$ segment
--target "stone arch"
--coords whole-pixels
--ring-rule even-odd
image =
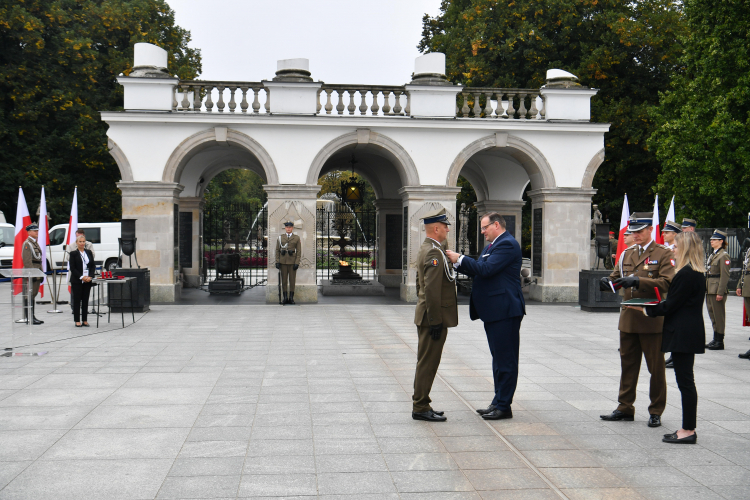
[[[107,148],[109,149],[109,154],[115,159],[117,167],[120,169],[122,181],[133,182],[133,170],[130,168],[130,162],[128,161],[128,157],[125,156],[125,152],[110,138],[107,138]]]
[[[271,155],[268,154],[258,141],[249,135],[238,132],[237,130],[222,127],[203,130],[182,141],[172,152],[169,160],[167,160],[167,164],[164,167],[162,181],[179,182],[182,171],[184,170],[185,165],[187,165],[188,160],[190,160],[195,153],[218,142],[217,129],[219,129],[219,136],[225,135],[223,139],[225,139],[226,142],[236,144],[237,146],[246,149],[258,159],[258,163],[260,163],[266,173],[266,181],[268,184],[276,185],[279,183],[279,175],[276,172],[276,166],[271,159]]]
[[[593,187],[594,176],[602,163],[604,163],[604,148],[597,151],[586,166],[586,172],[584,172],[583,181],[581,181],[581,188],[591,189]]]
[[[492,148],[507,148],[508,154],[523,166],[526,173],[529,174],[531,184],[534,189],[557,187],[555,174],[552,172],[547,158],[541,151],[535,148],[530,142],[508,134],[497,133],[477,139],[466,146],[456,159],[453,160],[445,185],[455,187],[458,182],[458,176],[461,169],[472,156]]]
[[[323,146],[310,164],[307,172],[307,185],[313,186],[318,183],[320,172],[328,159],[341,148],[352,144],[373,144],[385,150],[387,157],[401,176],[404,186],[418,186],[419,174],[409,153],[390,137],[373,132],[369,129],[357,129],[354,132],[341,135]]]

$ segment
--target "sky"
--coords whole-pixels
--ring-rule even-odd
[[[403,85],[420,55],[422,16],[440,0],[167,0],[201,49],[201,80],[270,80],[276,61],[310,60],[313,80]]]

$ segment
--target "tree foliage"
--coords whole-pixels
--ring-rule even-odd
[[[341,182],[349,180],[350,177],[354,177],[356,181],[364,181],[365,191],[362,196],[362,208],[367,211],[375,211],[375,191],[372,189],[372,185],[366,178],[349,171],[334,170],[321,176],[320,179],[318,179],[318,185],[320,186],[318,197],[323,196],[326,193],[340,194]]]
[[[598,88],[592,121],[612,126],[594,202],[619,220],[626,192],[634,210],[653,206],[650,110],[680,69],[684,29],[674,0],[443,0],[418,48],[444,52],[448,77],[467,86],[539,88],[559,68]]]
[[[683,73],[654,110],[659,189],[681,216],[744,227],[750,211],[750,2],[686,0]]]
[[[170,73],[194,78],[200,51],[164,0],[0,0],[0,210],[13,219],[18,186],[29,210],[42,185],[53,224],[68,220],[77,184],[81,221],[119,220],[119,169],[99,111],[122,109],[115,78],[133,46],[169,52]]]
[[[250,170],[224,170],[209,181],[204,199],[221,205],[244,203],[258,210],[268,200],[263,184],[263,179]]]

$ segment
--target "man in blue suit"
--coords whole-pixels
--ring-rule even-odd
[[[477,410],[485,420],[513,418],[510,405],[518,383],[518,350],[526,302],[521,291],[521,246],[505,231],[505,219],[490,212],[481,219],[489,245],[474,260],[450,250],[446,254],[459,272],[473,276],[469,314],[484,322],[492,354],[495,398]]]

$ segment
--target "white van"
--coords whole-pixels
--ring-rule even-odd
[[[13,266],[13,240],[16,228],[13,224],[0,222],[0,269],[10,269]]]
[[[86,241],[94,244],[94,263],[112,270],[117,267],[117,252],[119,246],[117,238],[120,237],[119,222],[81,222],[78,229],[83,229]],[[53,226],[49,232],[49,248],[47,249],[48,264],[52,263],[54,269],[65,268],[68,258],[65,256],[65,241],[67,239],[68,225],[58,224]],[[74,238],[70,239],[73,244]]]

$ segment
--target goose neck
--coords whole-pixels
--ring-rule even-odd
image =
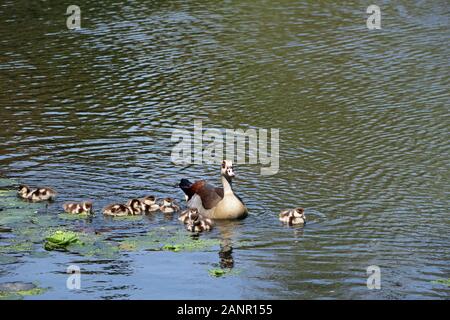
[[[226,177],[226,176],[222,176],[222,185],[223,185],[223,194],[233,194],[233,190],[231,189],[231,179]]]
______________________________
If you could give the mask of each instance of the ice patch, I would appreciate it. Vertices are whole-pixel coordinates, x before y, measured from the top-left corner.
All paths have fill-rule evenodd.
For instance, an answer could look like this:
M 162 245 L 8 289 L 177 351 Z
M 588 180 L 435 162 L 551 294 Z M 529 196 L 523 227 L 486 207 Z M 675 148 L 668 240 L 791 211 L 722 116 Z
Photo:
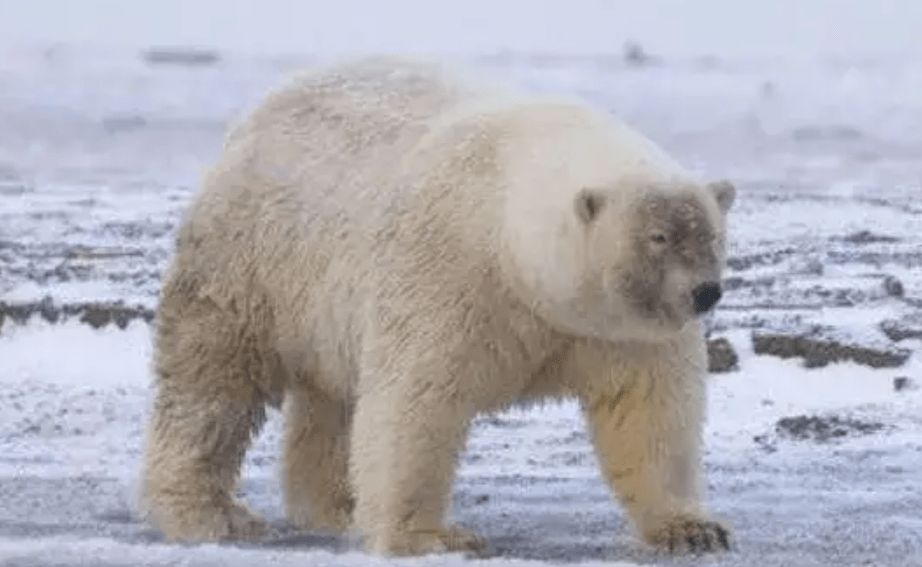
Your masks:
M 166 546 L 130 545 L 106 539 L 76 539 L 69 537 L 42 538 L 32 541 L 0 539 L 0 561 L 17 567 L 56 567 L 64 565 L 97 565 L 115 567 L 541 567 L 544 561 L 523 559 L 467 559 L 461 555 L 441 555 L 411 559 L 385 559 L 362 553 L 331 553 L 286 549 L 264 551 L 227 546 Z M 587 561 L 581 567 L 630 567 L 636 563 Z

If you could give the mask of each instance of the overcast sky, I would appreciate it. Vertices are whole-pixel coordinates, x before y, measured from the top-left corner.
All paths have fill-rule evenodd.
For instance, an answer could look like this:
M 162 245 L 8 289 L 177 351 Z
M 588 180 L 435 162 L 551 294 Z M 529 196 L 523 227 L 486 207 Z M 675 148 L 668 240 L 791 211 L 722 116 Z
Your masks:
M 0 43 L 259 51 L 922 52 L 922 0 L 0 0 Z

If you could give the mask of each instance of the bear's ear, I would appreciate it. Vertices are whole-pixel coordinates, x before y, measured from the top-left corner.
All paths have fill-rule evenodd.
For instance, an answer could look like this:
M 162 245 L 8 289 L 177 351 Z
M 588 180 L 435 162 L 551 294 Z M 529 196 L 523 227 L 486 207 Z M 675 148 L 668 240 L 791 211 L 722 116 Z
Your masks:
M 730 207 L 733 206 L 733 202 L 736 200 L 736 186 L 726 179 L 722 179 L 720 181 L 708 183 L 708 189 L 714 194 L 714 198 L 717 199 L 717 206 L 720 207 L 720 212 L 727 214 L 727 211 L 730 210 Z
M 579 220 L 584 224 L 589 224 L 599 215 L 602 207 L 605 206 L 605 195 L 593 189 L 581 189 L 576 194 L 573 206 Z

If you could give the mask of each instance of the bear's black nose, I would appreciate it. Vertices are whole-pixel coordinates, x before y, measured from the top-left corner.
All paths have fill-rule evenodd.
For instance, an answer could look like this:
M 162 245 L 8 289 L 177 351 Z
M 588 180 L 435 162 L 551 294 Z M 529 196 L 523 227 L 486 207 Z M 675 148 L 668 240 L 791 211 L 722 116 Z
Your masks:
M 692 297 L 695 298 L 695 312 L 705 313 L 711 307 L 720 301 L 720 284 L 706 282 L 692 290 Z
______________________________
■ EXERCISE PROMPT
Return each line of the material above in which the string "bear" appears.

■ TASK OUTPUT
If you could give the mask of each instance of the bear's ear, I would appreciate it. Vertices are whole-pixel coordinates, x before y, measured from the top-left corner.
If you could give the mask of each instance of the bear's black nose, I would appreciate it. Vertices are whole-pixel coordinates, x before y, measured from the top-left corner.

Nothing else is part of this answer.